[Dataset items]
##############################
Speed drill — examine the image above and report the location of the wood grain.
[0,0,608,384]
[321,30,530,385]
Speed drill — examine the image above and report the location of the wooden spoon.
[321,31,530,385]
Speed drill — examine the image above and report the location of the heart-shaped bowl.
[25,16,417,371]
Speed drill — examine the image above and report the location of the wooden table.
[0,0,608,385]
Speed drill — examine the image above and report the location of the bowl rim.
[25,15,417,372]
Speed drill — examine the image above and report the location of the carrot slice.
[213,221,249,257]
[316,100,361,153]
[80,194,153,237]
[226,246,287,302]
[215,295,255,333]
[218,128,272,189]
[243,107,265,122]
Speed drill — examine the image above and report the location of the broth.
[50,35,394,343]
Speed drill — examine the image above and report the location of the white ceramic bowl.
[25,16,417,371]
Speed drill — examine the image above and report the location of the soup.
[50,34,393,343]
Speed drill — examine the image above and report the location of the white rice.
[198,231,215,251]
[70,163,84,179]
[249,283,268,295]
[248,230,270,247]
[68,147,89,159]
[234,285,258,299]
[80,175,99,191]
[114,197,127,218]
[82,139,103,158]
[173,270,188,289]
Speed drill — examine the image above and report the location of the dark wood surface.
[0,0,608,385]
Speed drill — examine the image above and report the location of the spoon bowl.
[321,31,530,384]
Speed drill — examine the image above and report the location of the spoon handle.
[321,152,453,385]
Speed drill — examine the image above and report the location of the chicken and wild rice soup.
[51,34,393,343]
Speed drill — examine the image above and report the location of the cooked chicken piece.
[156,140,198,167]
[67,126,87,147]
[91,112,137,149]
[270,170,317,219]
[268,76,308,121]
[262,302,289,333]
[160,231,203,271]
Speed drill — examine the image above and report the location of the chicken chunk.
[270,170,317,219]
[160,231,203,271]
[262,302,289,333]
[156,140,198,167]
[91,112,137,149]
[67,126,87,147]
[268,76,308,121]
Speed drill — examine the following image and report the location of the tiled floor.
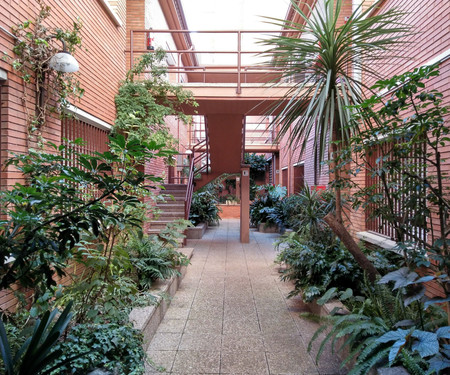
[147,219,346,375]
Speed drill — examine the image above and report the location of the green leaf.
[436,326,450,339]
[411,330,439,358]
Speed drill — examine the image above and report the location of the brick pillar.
[241,165,250,243]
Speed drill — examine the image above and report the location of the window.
[366,141,427,242]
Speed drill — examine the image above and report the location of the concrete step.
[156,201,184,211]
[162,184,187,190]
[159,211,184,220]
[158,195,186,205]
[160,190,186,197]
[149,220,173,229]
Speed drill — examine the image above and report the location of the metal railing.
[126,30,300,94]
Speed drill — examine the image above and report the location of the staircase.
[148,184,187,234]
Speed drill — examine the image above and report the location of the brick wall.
[0,0,126,186]
[350,0,450,238]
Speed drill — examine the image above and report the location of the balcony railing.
[127,30,303,94]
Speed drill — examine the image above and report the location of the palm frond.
[261,0,410,161]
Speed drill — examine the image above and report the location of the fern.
[348,347,390,375]
[400,349,427,375]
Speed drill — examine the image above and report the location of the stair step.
[160,189,186,195]
[158,206,184,216]
[156,201,184,211]
[162,184,187,191]
[150,220,173,229]
[159,212,184,220]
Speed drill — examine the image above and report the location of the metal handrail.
[125,29,302,94]
[184,154,194,220]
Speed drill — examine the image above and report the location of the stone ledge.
[306,300,408,375]
[356,232,397,250]
[129,248,194,350]
[258,223,280,233]
[186,223,208,240]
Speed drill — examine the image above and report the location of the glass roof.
[182,0,290,65]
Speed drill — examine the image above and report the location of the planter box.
[306,300,408,375]
[129,248,194,350]
[186,223,208,240]
[217,204,241,219]
[258,223,280,233]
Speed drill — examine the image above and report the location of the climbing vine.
[115,49,198,146]
[6,0,84,147]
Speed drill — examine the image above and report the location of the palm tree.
[262,0,410,280]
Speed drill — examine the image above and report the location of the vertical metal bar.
[236,31,242,94]
[130,30,134,69]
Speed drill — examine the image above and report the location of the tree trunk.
[323,213,379,284]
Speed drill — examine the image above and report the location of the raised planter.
[306,300,408,375]
[217,204,241,219]
[186,223,208,240]
[129,248,194,350]
[258,223,280,233]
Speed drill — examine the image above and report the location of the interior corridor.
[147,219,346,375]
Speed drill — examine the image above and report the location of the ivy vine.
[5,0,84,147]
[115,49,198,147]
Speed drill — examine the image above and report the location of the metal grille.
[61,118,109,155]
[61,118,109,197]
[366,141,427,242]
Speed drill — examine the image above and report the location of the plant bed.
[258,223,280,233]
[306,300,408,375]
[186,223,208,240]
[217,203,241,219]
[130,248,194,350]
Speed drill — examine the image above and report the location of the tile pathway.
[147,219,346,375]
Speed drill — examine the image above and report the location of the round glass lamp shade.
[48,51,80,73]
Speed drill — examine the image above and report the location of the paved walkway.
[147,219,346,375]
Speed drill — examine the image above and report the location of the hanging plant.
[6,0,84,147]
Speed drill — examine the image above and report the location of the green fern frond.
[400,349,426,375]
[348,347,390,375]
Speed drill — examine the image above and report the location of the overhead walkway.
[147,219,347,375]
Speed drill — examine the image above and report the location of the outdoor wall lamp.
[48,39,80,73]
[0,26,80,73]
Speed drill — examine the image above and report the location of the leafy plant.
[250,185,286,225]
[262,0,410,282]
[0,303,82,375]
[278,186,335,241]
[189,190,220,225]
[0,135,171,308]
[310,268,450,374]
[49,323,146,375]
[124,232,189,290]
[277,231,362,302]
[339,66,450,324]
[6,0,84,147]
[115,49,197,145]
[244,153,269,180]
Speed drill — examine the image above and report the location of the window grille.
[366,141,427,242]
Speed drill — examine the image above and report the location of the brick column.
[241,165,250,243]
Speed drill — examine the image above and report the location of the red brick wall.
[350,0,450,238]
[0,0,126,309]
[0,0,126,186]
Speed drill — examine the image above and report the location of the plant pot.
[258,223,279,233]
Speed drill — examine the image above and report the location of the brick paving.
[147,219,346,375]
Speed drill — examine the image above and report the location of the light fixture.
[48,40,80,73]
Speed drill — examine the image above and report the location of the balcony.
[127,30,293,101]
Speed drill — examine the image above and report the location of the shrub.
[250,185,286,225]
[189,190,220,225]
[308,280,450,375]
[54,323,145,375]
[277,235,362,302]
[125,232,189,290]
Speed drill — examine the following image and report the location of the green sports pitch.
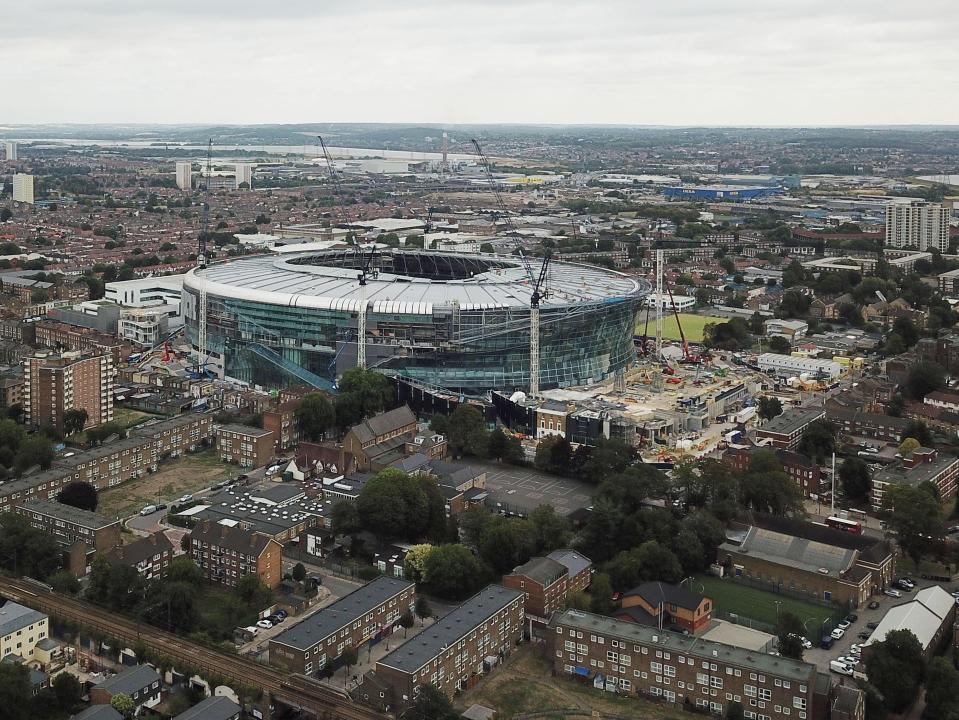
[636,310,729,342]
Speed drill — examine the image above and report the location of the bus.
[826,517,862,535]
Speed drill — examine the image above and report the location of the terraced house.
[547,610,828,720]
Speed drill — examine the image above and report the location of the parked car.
[829,660,855,675]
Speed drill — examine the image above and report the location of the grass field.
[636,310,729,342]
[97,450,236,517]
[455,645,689,720]
[690,575,839,638]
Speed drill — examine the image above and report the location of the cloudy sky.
[0,0,959,125]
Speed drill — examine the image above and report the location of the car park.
[829,660,855,675]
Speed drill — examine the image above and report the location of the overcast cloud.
[0,0,959,125]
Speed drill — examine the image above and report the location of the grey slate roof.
[173,697,240,720]
[546,548,593,577]
[0,600,46,635]
[378,585,524,673]
[94,665,160,695]
[270,577,413,650]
##############################
**Problem to work on**:
Render the lines above as a numbered list, skipping any blank lines. Leave the pictures out of your answer.

**Written answer**:
1. Speed drill — examine the image above and report the location of the wood grain.
2. [0,0,608,384]
3. [321,30,530,385]
4. Speed drill — examine the image above and report the location of the wooden spoon.
5. [321,31,530,385]
6. Speed drill — examine the image above and report the location of the heart-shaped bowl.
7. [25,16,417,371]
8. Speed drill — examine the image above and report the location of the wooden table.
9. [0,0,608,385]
10. Speed drill — examine the image above and report the location of the bowl rim.
11. [25,15,417,372]
12. Speed drill — examine the image above and report the location of the carrot slice.
13. [213,221,249,257]
14. [316,100,361,153]
15. [80,194,153,237]
16. [226,246,287,302]
17. [215,295,255,333]
18. [218,128,272,189]
19. [243,107,265,122]
20. Speed drill — examine the image above and report the location of the broth.
21. [50,35,394,343]
22. Speed drill — examine the image above and report the location of the white ceramic bowl.
23. [25,16,417,371]
24. Speed drill — examine the image above and report the location of the soup.
25. [50,34,393,343]
26. Speed drill — examine the image above and report the location of the white rice.
27. [198,231,215,251]
28. [70,163,84,179]
29. [249,283,268,295]
30. [248,230,270,247]
31. [68,147,89,159]
32. [234,285,258,299]
33. [80,175,99,191]
34. [114,197,127,218]
35. [82,139,103,158]
36. [173,270,188,289]
37. Speed drill — examine the image above and report the location of the dark wood surface.
38. [0,0,608,385]
39. Speed drill — examine the image above and report the location of the spoon bowl.
40. [321,31,530,384]
41. Speed drill — examine the image above and report the location of the spoon handle.
42. [321,152,453,385]
43. Speed drill — examine the image above and report the location of the chicken and wild rice soup.
44. [51,34,393,343]
45. Speed drill — examine the image above and report the location of the cooked chicken piece.
46. [156,140,198,167]
47. [67,126,87,147]
48. [91,112,137,149]
49. [270,170,317,219]
50. [268,76,308,121]
51. [262,302,289,333]
52. [160,231,203,271]
53. Speed drill — examine the image above and report the location of the chicken chunk.
54. [270,170,317,219]
55. [160,231,203,271]
56. [262,302,289,333]
57. [156,140,198,167]
58. [91,112,137,149]
59. [67,126,87,147]
60. [268,76,308,121]
61. Speed drill — examine the following image and report the location of the tiled floor.
62. [147,219,346,375]
63. Speed drill — examine the image above and report the location of the green leaf.
64. [436,326,450,339]
65. [411,330,439,358]
66. Speed drill — examine the image above and report the location of the brick pillar.
67. [241,165,250,243]
68. Speed drill — examine the image above and report the location of the window.
69. [366,141,427,242]
70. Speed drill — examine the image above and report the location of the concrete step.
71. [156,201,184,211]
72. [162,184,187,190]
73. [159,211,184,220]
74. [158,195,186,205]
75. [160,190,186,197]
76. [149,220,173,229]
77. Speed drill — examine the image above and report the location of the metal railing.
78. [126,30,300,94]
79. Speed drill — examine the image above and report the location of the staircase.
80. [148,184,187,234]
81. Speed drill — examine the image above and report the location of the brick wall.
82. [0,0,126,186]
83. [350,0,450,238]
84. Speed drill — examine the image above and report the location of the balcony railing.
85. [127,30,303,94]
86. Speed drill — examine the image above and report the location of the palm frond.
87. [261,0,410,161]
88. Speed drill — examine the image above and report the location of the fern.
89. [348,347,390,375]
90. [400,349,427,375]
91. Speed drill — examine the image above and report the location of the stair step.
92. [160,189,186,195]
93. [158,206,184,216]
94. [156,201,184,211]
95. [162,184,187,191]
96. [150,220,173,229]
97. [159,212,184,220]
98. Speed drill — examine the image above and report the location of the metal handrail.
99. [125,29,302,94]
100. [184,154,194,220]
101. Speed drill — examine the image above and report the location of the stone ledge.
102. [306,300,408,375]
103. [356,232,397,250]
104. [129,248,194,350]
105. [258,223,280,233]
106. [186,223,208,240]
107. Speed drill — examine the image above and report the location of the glass roof.
108. [182,0,290,65]
109. Speed drill — examine the image above and report the location of the planter box.
110. [306,300,408,375]
111. [129,248,194,350]
112. [186,223,208,240]
113. [217,204,241,219]
114. [258,223,280,233]
115. Speed drill — examine the image above and report the location of the climbing vine.
116. [115,49,198,146]
117. [6,0,84,147]
118. Speed drill — examine the image above and report the location of the palm tree.
119. [262,0,410,280]
120. Speed drill — examine the image above and report the location of the vertical metal bar.
121. [236,31,242,94]
122. [130,30,134,69]
123. Speed drill — examine the image above and report the location of the tree trunk.
124. [323,213,379,284]
125. Speed drill — examine the image above and report the location of the raised planter.
126. [306,300,408,375]
127. [217,204,241,219]
128. [186,223,208,240]
129. [129,248,194,350]
130. [258,223,280,233]
131. Speed drill — examine the image above and report the location of the interior corridor.
132. [147,219,346,375]
133. Speed drill — examine the image above and report the location of the ivy vine.
134. [5,0,84,147]
135. [115,49,198,147]
136. Speed drill — examine the image above and report the location of the metal grille.
137. [61,118,109,155]
138. [61,118,109,197]
139. [366,141,427,242]
140. Speed drill — examine the image above and report the location of the plant bed.
141. [258,223,280,233]
142. [306,300,408,375]
143. [186,223,208,240]
144. [217,203,241,219]
145. [130,248,194,350]
146. Speed drill — examine the image above and report the location of the tile pathway.
147. [147,219,346,375]
148. Speed drill — examine the image above and report the location of the round glass lamp shade.
149. [48,51,80,73]
150. Speed drill — examine the image above and report the location of the paved walkway.
151. [147,219,346,375]
152. Speed drill — examine the image above and report the location of the hanging plant.
153. [6,0,84,147]
154. Speed drill — examine the image above and report the location of the green fern frond.
155. [400,349,426,375]
156. [348,347,390,375]
157. Speed drill — examine the image above and report the location of the overhead walkway.
158. [147,219,347,375]
159. Speed drill — examine the image above and report the location of the outdoor wall lamp.
160. [48,39,80,73]
161. [0,26,80,73]
162. Speed drill — examine the image above and report the location of the leafy plant.
163. [250,185,286,225]
164. [262,0,410,282]
165. [0,303,82,375]
166. [278,186,335,241]
167. [189,190,220,225]
168. [0,135,171,308]
169. [310,268,450,374]
170. [49,323,146,375]
171. [124,232,189,290]
172. [277,231,362,302]
173. [339,66,450,324]
174. [6,0,84,147]
175. [115,49,197,145]
176. [244,153,269,180]
177. Speed drill — examine the image above and report the location of the window grille.
178. [366,141,427,242]
179. Speed drill — examine the image above and report the location of the brick column.
180. [241,165,250,243]
181. Speed drill — examine the image above and report the location of the red brick wall.
182. [350,0,450,238]
183. [0,0,126,309]
184. [0,0,126,186]
185. Speed drill — examine the image above and report the location of the plant pot.
186. [258,223,279,233]
187. Speed drill — examine the image above and report the location of the brick paving.
188. [147,219,346,375]
189. Speed drill — examine the image above and report the location of the light fixture.
190. [48,40,80,73]
191. Speed drill — examine the image above and report the location of the balcony.
192. [127,30,293,101]
193. Speed drill — examine the image above and report the location of the shrub.
194. [250,185,286,225]
195. [189,190,220,225]
196. [308,280,450,375]
197. [54,323,145,375]
198. [277,235,362,302]
199. [125,232,189,290]
200. Speed drill — examine the following image and report the location of the green sports pitch.
201. [636,310,729,342]
202. Speed drill — examine the image above and report the location of the bus.
203. [826,517,862,535]
204. Speed drill — examine the image above and report the location of the terraced house.
205. [547,610,828,720]
206. Speed drill — examine the image above and report the location of the parked car.
207. [829,660,855,675]
208. Speed drill — examine the image above and report the location of the grass field.
209. [636,310,729,342]
210. [97,450,236,517]
211. [455,645,689,720]
212. [690,575,839,638]
213. Speed drill — examine the image above and report the location of the cloudy sky.
214. [0,0,959,125]
215. Speed drill — examine the image above and report the location of the car park.
216. [829,660,855,675]
217. Speed drill — examine the image above and report the location of the overcast cloud.
218. [0,0,959,125]
219. Speed drill — examine the image above and report the location of the grey slate roof.
220. [173,697,240,720]
221. [546,548,593,577]
222. [0,600,46,635]
223. [378,585,524,673]
224. [94,665,160,695]
225. [270,577,413,650]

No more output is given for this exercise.